Take the line containing "Point out the bare foot" and all lines after it to the end of the records, and output them exactly.
# START OF INPUT RECORDS
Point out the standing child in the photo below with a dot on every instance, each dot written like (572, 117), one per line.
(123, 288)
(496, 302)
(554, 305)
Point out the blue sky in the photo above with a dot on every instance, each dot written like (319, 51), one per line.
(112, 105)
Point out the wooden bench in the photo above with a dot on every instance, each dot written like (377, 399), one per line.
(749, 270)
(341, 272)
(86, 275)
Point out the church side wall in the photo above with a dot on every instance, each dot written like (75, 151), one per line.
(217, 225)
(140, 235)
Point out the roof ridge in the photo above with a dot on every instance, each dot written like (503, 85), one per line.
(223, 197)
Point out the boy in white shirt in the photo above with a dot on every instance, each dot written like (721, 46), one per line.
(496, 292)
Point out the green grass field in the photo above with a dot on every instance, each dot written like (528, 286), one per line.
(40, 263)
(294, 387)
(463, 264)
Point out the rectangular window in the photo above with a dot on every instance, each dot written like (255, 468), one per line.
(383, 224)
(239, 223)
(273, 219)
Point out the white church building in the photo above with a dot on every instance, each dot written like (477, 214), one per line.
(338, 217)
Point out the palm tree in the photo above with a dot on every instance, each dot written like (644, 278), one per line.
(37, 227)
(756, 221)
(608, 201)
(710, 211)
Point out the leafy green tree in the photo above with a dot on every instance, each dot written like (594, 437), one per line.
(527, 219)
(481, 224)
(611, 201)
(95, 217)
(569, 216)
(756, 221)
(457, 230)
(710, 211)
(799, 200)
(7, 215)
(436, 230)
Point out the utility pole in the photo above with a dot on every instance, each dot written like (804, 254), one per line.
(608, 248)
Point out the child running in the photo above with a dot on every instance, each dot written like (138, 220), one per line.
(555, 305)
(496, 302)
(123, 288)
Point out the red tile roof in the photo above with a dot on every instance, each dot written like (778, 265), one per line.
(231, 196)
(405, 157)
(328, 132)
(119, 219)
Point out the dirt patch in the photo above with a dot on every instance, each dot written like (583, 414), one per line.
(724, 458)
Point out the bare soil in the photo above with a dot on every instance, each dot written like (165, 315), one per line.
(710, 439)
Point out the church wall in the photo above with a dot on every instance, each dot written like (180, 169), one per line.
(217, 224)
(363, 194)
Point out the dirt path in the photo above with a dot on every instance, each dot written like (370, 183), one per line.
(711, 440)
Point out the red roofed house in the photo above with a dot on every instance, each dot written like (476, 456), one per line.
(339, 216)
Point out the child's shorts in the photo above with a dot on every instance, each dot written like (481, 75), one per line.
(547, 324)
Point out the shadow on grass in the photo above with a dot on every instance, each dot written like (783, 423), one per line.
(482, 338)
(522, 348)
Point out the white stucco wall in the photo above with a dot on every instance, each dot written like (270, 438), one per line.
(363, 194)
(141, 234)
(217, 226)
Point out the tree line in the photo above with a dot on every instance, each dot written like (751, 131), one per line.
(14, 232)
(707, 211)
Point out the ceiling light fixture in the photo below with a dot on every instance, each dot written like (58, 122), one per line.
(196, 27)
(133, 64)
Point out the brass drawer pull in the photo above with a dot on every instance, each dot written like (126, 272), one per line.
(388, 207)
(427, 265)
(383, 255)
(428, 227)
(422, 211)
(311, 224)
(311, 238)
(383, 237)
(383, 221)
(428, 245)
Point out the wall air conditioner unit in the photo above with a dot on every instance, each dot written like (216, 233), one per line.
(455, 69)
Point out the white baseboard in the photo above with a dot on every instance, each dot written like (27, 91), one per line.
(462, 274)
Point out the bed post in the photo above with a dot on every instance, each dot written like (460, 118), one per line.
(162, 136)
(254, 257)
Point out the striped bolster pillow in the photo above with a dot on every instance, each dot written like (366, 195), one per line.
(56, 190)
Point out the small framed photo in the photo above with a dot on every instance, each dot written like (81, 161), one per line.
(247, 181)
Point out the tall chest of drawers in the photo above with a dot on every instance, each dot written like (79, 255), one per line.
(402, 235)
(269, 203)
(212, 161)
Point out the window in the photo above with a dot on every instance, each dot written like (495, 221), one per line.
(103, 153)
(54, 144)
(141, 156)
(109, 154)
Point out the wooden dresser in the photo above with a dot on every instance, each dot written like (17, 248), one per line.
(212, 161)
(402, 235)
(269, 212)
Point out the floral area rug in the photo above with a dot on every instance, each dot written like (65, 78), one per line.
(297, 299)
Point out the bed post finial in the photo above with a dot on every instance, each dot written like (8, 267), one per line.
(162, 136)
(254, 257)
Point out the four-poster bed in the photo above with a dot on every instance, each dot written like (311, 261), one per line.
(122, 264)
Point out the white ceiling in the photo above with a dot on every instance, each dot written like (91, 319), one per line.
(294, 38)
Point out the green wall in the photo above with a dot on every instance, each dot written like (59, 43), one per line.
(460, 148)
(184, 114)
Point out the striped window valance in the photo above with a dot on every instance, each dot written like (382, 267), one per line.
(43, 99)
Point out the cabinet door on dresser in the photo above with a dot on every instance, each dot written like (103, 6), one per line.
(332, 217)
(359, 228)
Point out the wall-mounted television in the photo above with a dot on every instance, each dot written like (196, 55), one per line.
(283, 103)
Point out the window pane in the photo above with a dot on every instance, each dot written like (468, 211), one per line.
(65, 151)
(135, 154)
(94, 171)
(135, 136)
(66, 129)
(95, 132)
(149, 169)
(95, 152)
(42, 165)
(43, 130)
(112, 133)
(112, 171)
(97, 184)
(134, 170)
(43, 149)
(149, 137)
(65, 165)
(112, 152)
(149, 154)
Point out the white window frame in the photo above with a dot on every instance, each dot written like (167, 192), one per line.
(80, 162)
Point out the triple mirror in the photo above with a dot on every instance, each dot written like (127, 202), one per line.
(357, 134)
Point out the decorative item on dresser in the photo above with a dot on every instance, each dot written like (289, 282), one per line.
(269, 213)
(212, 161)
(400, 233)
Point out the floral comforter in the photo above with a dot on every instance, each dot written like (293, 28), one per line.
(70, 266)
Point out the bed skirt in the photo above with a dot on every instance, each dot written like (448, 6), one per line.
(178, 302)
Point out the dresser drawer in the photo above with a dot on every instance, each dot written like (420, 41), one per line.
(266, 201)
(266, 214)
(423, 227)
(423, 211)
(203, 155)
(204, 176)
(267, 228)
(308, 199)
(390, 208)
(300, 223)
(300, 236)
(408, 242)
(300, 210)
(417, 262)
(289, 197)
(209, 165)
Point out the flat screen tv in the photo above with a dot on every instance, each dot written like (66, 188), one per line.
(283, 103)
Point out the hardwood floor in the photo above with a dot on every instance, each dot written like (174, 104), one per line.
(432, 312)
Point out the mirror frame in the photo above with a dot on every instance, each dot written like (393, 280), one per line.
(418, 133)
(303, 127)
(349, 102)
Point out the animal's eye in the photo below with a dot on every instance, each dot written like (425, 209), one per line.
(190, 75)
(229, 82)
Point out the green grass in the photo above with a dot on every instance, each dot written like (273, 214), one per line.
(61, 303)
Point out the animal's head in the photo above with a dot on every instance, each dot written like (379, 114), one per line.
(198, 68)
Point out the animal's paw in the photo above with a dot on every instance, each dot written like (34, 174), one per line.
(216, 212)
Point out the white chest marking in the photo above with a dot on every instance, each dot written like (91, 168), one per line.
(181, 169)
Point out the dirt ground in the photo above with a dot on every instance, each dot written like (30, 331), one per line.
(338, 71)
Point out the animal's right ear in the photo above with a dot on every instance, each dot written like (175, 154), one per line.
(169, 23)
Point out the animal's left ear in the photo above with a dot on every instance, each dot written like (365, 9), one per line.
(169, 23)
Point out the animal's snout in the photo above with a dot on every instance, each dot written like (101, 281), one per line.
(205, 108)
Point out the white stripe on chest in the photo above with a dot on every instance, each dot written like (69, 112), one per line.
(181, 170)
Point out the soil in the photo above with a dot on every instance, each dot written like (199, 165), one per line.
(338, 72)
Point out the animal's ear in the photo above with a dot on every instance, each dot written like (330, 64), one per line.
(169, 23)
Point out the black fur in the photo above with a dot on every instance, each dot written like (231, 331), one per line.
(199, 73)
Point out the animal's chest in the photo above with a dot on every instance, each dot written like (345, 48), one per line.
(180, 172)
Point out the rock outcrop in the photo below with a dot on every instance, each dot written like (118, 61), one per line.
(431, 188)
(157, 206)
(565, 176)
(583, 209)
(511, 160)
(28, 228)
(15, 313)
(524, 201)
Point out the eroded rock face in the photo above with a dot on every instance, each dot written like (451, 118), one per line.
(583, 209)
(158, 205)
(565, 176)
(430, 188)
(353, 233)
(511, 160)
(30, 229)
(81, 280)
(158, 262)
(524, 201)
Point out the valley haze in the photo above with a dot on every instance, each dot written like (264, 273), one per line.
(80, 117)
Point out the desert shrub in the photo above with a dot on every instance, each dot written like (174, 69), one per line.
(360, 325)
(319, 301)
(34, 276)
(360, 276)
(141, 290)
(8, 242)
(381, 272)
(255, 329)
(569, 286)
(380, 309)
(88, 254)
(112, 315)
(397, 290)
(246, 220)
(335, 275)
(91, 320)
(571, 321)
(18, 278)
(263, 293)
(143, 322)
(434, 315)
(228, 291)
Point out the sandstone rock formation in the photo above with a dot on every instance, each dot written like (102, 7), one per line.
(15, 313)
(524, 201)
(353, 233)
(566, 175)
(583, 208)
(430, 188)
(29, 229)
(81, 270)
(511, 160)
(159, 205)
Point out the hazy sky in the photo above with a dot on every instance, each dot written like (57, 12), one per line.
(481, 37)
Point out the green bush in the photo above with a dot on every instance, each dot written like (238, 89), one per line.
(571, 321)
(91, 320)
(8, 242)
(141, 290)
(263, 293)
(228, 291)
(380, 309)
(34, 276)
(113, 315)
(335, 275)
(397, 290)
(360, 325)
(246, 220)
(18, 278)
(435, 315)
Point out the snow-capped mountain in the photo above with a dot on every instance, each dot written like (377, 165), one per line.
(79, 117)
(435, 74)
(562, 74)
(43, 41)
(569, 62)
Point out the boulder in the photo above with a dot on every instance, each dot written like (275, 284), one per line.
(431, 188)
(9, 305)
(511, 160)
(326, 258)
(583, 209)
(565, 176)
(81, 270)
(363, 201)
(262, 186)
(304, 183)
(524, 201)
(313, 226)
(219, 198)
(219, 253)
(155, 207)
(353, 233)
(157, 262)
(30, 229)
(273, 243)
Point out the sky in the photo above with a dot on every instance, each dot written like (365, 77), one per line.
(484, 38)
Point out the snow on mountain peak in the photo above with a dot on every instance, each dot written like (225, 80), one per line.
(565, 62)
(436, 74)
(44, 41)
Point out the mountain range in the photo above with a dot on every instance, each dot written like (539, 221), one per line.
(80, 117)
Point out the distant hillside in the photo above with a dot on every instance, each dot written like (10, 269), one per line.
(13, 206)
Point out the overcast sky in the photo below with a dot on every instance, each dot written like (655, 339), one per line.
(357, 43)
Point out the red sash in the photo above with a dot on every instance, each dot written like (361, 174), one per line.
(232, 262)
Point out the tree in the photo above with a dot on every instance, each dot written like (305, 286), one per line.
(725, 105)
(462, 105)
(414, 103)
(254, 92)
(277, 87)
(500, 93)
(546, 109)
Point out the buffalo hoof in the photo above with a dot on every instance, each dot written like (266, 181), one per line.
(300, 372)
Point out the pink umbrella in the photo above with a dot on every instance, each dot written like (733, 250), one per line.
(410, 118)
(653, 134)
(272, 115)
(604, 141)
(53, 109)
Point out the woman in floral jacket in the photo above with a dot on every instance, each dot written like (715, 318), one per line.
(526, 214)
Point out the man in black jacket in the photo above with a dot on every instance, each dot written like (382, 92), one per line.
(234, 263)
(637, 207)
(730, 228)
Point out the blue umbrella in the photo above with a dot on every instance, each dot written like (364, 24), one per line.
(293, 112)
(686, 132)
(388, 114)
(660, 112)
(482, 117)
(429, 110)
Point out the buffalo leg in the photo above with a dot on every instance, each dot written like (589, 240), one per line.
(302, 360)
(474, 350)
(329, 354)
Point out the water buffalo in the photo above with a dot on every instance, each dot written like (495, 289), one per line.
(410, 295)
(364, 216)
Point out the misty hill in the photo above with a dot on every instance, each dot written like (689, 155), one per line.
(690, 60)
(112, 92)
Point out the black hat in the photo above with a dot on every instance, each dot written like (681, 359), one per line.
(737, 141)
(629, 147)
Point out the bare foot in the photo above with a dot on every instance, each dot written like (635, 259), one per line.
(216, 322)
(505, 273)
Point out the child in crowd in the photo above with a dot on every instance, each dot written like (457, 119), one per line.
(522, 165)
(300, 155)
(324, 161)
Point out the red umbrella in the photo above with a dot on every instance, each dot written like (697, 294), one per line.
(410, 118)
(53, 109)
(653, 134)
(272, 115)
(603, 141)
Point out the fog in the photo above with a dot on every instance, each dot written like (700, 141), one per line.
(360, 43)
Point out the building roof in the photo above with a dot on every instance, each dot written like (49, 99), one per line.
# END OF INPUT RECORDS
**EXERCISE SOLUTION:**
Point out the bare foot in the photo above with a dot on every instance, each dot written like (635, 259), one per line.
(216, 322)
(505, 273)
Point out the child in crowd in the photo above with a dot on every instance, each dot written like (457, 119), one per line.
(522, 165)
(300, 155)
(324, 161)
Point out the red umbrella in the photo above with a dot on every instance, each dot written like (697, 294), one per line.
(410, 118)
(53, 109)
(653, 134)
(272, 115)
(603, 141)
Point out the fog in the photo above with a dot on every instance, each dot written like (700, 141), one per line.
(360, 43)
Point out the building roof in the photo above with a dot on every instance, each dot written like (49, 99), one per line.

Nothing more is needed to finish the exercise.